Required task ▸
Return the records below verbatim, line for line, and omit the pictures from your output.

Entries shown ▸
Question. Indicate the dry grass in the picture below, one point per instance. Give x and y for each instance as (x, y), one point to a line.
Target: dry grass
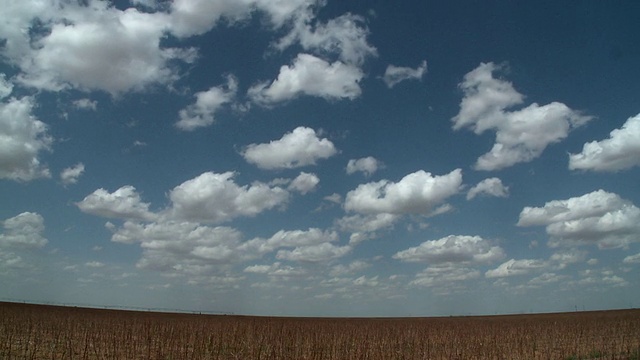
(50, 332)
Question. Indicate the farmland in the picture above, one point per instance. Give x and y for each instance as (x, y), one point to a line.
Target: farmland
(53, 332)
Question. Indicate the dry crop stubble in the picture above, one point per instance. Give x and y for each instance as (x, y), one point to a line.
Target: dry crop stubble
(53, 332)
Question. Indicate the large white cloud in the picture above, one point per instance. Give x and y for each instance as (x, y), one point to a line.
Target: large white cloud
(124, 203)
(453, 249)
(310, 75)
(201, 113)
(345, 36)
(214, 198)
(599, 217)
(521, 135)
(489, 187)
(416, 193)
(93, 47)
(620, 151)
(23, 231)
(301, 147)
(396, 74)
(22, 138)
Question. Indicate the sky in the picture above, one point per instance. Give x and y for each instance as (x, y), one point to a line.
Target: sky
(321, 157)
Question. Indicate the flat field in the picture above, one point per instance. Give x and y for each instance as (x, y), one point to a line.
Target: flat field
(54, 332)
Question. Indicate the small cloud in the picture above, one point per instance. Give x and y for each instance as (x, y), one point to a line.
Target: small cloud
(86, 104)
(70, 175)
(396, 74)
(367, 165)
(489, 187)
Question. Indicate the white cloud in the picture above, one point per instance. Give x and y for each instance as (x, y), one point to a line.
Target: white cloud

Answer to the problem ▸
Question. Indicate the dry grass in the picture below, one point per instance. Give x and y for each instance as (x, y), one point to a line.
Target: dry grass
(50, 332)
Question. Indicate the farmland in the picture above, one point per instance. Give x and y for each instance as (x, y), one point to a line.
Target: farmland
(53, 332)
Question. Indicate the dry crop stubble in the picture above, one point per instance. Give x and y for each instance as (x, y), one point to a line.
Target: dry crop stubble
(53, 332)
Question. Indicate the large white cloud in the picture above, one point per instance. Give x and y for each instance as (x, y), one point to a line.
Target: large white cloud
(124, 203)
(453, 249)
(310, 75)
(201, 113)
(345, 36)
(214, 198)
(599, 217)
(521, 135)
(489, 187)
(416, 193)
(93, 47)
(620, 151)
(23, 231)
(301, 147)
(396, 74)
(22, 138)
Question. Indicate the sky in the picture above, one point per instance. Give x and y for each instance as (x, y), one point to a line.
Target: sky
(321, 157)
Question. Indicate the flat field in the picture above, one point per instance. Give x and y for each instance as (x, y), one point to a line.
Target: flat field
(54, 332)
Question. Indicate the small cloud in the picture above, one point per instance. Give x and y for each instance as (x, y), one point to a line.
Target: small cloud
(86, 104)
(70, 175)
(396, 74)
(367, 165)
(489, 187)
Question. Indicate the white cloud in the picture above, one point per instance. Give x and y for each instance as (x, y), one point to a line.
Target: white cloud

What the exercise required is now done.